Data records:
______________________________

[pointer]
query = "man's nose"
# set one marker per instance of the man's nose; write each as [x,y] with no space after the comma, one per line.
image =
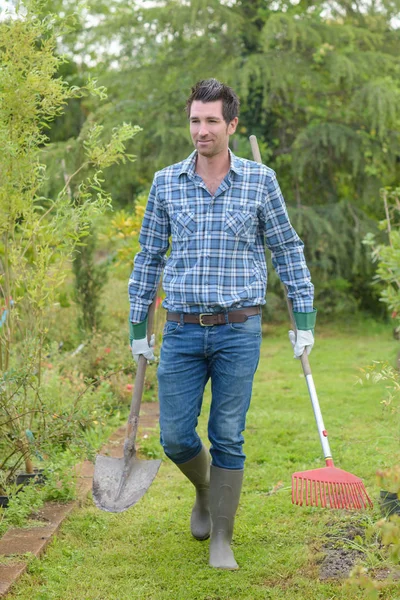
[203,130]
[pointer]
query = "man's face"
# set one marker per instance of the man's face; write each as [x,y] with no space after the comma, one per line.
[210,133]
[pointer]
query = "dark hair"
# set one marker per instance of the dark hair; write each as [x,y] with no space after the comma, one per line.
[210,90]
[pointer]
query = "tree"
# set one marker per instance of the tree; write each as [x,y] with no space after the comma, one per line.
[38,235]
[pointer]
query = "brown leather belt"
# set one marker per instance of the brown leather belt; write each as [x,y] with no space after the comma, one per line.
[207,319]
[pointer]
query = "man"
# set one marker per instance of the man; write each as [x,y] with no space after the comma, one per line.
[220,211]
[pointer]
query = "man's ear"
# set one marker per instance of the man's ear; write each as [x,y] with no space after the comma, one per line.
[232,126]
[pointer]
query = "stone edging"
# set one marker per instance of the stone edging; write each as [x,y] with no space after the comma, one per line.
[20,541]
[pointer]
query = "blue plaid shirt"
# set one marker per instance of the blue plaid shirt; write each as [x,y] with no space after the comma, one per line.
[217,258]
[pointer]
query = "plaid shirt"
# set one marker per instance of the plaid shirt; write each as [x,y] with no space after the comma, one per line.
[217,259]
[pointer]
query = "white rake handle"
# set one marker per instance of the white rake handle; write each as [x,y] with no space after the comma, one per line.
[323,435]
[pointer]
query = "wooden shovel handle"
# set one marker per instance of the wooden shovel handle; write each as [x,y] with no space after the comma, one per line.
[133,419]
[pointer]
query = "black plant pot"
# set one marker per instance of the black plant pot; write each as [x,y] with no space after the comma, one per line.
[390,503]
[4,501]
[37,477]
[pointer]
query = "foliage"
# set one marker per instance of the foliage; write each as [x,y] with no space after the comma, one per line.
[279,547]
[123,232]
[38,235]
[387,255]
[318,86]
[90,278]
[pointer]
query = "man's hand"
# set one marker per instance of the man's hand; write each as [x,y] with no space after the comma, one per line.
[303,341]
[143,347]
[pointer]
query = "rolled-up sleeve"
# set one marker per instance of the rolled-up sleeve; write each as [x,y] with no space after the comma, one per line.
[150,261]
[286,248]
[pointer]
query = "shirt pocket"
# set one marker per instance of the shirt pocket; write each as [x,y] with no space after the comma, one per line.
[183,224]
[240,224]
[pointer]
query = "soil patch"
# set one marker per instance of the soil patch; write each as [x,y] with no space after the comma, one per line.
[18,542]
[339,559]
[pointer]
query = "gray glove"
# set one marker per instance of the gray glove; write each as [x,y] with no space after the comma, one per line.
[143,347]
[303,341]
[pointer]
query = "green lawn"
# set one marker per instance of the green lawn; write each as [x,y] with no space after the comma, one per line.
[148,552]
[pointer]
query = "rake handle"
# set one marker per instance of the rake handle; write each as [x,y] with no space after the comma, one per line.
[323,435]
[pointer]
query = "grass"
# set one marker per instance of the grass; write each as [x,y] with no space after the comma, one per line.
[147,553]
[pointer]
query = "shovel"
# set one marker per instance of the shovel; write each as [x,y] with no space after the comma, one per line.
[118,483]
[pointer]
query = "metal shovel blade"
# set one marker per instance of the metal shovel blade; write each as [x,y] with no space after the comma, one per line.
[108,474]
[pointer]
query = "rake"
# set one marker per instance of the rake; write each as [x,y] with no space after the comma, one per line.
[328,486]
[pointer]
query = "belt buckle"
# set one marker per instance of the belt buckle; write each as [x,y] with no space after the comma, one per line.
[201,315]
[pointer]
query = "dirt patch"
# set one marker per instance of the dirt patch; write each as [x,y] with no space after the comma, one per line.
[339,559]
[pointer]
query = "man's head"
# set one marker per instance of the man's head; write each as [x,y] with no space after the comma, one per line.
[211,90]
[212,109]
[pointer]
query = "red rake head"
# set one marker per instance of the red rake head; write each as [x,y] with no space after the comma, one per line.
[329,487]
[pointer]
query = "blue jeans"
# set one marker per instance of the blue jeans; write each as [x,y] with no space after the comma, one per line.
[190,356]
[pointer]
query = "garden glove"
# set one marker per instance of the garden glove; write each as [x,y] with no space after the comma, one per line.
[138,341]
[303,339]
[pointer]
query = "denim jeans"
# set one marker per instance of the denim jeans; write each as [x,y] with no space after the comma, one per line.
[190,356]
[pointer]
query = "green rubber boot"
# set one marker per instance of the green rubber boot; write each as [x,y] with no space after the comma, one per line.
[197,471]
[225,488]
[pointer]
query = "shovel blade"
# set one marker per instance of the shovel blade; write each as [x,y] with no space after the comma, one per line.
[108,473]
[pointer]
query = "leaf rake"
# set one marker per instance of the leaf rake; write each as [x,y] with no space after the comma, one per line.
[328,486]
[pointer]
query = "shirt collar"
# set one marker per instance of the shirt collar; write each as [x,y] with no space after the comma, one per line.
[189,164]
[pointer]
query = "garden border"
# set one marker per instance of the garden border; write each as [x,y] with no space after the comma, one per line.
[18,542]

______________________________

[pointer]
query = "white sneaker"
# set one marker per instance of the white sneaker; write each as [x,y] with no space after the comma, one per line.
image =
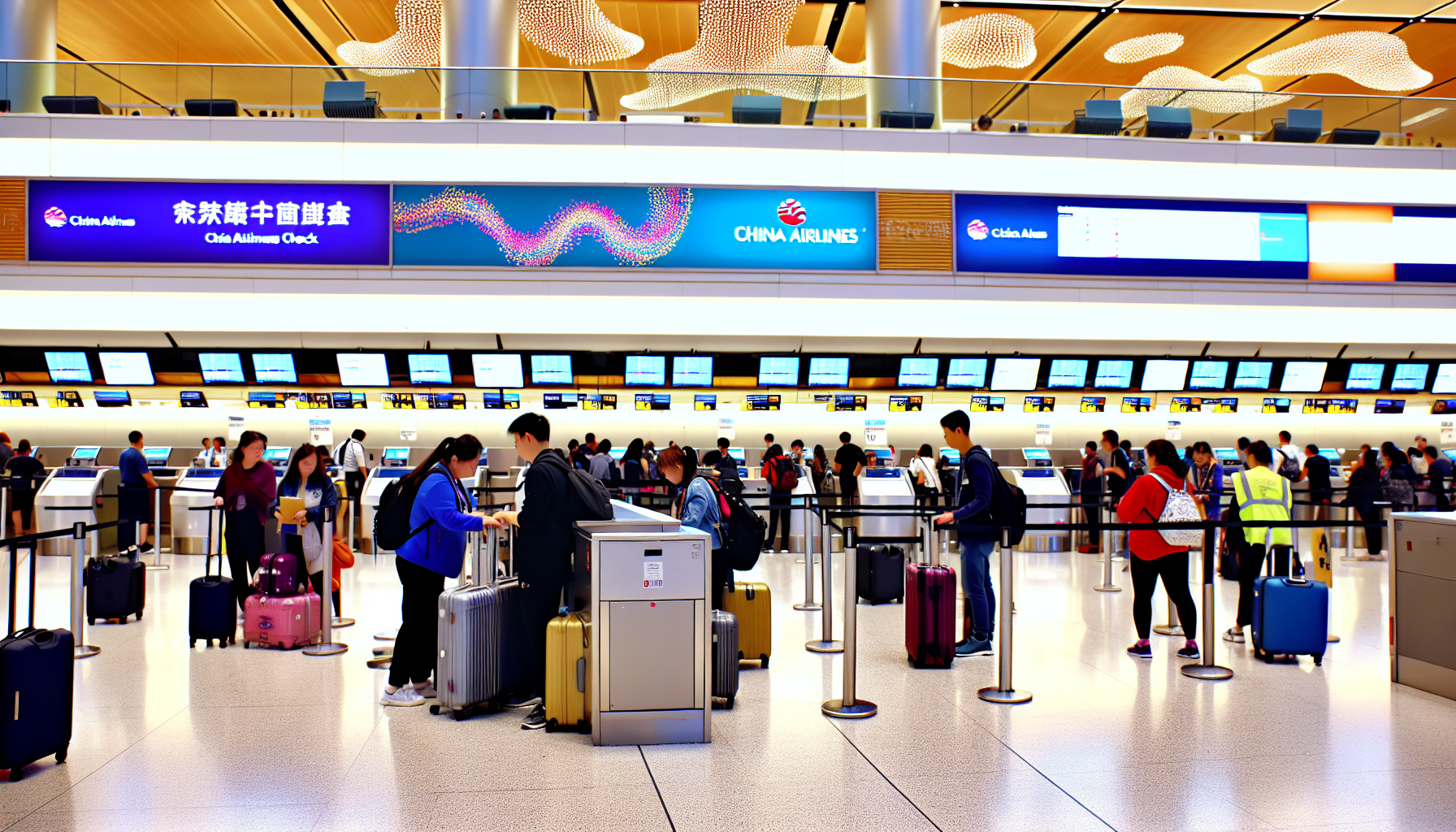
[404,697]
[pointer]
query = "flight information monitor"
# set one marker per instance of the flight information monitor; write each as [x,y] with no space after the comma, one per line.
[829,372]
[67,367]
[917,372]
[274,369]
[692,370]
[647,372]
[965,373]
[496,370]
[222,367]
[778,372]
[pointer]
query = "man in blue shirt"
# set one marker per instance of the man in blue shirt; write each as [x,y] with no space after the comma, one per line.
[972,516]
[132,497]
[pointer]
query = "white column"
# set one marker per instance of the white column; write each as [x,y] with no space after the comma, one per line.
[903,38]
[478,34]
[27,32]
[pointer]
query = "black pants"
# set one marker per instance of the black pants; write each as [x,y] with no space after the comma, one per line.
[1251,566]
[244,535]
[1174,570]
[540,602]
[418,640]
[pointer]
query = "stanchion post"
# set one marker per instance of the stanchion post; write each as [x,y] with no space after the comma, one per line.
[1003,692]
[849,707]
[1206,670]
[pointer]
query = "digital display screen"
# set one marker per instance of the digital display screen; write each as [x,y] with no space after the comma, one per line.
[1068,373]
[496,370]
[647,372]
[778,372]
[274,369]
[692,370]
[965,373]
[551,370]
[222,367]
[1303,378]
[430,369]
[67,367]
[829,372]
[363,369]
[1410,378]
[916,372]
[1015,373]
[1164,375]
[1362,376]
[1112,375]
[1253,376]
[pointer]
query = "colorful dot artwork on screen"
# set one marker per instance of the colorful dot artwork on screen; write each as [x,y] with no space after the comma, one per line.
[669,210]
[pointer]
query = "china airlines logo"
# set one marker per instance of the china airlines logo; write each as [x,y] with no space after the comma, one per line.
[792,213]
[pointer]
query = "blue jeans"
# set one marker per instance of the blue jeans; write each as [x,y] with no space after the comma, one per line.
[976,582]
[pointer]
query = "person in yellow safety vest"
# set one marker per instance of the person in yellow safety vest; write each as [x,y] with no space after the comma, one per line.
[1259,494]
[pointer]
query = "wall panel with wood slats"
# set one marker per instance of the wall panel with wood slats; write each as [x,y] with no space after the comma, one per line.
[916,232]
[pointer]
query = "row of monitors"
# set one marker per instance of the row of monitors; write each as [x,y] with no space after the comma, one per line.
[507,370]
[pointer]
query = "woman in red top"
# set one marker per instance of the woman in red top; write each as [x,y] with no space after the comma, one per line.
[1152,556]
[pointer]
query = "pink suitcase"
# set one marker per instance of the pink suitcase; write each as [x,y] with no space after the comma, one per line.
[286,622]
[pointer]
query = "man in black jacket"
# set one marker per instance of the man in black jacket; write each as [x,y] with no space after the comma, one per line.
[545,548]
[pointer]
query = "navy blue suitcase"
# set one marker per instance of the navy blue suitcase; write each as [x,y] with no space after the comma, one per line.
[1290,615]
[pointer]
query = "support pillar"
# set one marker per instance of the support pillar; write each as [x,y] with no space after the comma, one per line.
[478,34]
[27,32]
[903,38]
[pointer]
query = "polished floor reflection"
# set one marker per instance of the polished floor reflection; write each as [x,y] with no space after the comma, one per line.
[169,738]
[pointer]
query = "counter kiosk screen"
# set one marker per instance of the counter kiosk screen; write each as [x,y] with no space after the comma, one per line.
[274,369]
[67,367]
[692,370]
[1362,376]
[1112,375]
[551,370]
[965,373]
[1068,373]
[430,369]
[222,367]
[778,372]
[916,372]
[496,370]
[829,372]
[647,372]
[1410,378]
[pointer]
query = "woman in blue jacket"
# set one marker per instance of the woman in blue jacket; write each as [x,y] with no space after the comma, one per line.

______________________________

▶ EXERCISE OBJECTIVE
Note down each line above where the word "sneaker" occurs.

▶ ANSWER TO THIS PROBLEM
query = "white sneaker"
# set one marker per instance of the white sneaker; write each as [x,y] with no space after the comma, one per line.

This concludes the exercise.